[Point localization data]
*** Begin section ***

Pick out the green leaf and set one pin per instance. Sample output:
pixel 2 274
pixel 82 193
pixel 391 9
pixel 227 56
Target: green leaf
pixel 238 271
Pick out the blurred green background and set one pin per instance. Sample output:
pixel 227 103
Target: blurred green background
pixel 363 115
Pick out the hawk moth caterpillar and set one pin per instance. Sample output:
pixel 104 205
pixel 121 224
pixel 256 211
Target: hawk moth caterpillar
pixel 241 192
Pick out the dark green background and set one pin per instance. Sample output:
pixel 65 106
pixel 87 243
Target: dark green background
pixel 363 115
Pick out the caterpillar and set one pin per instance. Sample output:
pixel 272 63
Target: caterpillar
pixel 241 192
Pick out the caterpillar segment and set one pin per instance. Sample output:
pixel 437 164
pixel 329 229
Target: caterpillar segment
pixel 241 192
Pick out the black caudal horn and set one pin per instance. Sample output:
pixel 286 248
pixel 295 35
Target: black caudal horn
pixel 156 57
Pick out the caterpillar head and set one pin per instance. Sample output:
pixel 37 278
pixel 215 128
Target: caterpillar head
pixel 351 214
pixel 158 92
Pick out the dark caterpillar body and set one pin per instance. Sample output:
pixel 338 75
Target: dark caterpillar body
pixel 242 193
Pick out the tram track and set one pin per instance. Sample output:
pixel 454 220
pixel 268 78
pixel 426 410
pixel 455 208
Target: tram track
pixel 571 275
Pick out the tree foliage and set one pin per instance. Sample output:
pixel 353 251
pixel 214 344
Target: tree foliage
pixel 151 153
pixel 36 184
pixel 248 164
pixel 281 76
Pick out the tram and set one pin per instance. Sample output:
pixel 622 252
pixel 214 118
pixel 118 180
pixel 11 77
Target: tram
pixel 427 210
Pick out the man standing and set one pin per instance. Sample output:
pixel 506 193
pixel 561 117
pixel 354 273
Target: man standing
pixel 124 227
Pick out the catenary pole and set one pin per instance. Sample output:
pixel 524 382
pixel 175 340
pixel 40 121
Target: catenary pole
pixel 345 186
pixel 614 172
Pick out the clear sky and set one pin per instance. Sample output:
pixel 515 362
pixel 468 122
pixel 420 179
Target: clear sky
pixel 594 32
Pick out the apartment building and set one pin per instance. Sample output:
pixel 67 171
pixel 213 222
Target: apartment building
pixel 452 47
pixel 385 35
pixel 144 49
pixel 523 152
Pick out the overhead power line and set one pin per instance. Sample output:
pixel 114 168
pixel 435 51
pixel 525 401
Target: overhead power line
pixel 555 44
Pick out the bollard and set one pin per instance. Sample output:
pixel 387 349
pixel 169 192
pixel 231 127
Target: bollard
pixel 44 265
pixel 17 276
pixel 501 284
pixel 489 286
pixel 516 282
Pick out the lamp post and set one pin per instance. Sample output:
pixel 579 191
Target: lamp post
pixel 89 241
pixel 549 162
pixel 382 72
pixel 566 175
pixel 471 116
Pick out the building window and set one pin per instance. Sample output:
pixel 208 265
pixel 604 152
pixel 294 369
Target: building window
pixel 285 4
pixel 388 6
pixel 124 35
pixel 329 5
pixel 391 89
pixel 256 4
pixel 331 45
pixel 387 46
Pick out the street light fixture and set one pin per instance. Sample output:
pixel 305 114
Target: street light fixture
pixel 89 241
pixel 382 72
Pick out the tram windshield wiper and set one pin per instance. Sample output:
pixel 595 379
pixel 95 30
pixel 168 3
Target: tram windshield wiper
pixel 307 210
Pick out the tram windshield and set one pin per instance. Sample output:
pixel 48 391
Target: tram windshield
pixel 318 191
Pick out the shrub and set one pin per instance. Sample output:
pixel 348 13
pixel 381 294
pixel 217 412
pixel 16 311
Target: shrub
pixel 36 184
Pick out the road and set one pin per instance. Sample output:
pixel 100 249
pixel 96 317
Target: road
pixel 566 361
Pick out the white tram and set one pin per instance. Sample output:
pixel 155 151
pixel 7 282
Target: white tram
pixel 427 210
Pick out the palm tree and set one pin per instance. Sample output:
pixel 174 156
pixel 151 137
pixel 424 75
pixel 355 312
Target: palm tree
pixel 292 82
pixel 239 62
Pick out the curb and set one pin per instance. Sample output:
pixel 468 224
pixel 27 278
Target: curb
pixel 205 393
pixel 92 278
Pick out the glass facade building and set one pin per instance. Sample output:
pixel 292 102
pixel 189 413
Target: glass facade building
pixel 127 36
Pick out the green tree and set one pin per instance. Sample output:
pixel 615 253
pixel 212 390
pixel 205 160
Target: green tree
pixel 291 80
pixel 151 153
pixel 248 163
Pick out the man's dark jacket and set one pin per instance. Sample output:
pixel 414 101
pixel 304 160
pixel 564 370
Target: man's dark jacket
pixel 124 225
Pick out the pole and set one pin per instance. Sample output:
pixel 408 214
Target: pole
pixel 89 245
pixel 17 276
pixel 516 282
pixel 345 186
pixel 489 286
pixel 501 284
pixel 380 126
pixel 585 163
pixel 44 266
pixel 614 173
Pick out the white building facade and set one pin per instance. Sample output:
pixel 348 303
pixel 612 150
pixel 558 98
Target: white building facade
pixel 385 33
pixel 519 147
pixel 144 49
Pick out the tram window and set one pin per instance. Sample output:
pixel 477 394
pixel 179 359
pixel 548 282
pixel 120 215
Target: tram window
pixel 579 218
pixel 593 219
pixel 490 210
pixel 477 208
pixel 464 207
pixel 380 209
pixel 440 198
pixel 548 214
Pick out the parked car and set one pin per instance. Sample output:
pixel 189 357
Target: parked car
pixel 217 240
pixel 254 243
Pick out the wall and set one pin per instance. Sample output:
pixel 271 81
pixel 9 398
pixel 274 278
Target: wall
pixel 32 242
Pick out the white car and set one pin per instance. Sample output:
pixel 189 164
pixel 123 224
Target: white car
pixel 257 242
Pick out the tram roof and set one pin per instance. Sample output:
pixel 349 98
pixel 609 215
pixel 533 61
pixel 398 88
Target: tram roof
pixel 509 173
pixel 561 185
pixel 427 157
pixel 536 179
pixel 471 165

*** End section ***

Task requirements:
Among the records above, repeat exactly the line with "pixel 227 103", the line with "pixel 268 78", and every line in between, and only those.

Response area:
pixel 227 103
Target: blurred green background
pixel 363 115
Pick out the hawk moth caterpillar and set one pin per instance. Sample output:
pixel 104 205
pixel 121 224
pixel 256 211
Target: hawk moth caterpillar
pixel 241 192
Pick out the dark green background and set one pin per instance. Sample output:
pixel 65 106
pixel 87 243
Target: dark green background
pixel 363 115
Pick out the caterpillar and set one pin per instance. Sample output:
pixel 272 63
Target: caterpillar
pixel 241 192
Pick out the caterpillar segment and set one pin per instance. Sample output:
pixel 437 164
pixel 329 229
Target: caterpillar segment
pixel 241 192
Pick out the black caudal horn and set one pin per instance. Sample output:
pixel 286 248
pixel 295 35
Target: black caudal horn
pixel 156 57
Pick out the caterpillar head and set one pin per instance. Sample output:
pixel 37 278
pixel 215 128
Target: caterpillar head
pixel 351 214
pixel 158 92
Pick out the dark caterpillar body and set one pin per instance. Sample output:
pixel 338 75
Target: dark caterpillar body
pixel 242 193
Pick out the tram track and set one pin per instance. Sample output:
pixel 454 220
pixel 268 78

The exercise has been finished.